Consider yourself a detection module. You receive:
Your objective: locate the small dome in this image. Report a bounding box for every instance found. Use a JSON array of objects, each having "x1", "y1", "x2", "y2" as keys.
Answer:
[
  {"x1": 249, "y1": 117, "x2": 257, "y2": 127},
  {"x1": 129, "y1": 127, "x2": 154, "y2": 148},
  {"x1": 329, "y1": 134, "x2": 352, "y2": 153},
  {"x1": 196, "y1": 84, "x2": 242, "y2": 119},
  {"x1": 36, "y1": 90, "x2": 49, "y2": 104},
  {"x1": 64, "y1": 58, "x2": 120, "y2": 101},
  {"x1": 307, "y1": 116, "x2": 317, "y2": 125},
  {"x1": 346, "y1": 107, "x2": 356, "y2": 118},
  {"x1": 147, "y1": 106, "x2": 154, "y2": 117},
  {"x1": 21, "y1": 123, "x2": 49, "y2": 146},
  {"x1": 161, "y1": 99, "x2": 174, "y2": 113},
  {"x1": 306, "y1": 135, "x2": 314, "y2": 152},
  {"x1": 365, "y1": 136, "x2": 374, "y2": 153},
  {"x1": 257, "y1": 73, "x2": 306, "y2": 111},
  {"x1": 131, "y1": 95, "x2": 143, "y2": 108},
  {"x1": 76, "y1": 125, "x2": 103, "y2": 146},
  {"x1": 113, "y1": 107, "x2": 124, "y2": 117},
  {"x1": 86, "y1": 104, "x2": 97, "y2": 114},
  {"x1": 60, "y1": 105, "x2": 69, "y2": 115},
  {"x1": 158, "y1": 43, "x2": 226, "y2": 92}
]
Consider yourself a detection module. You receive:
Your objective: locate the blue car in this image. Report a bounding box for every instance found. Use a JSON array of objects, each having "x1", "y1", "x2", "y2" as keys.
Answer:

- [Set exercise] Count how many lines in the rows above contain the string "each", matching case exactly, and reply with only that number.

- [Finished answer] 2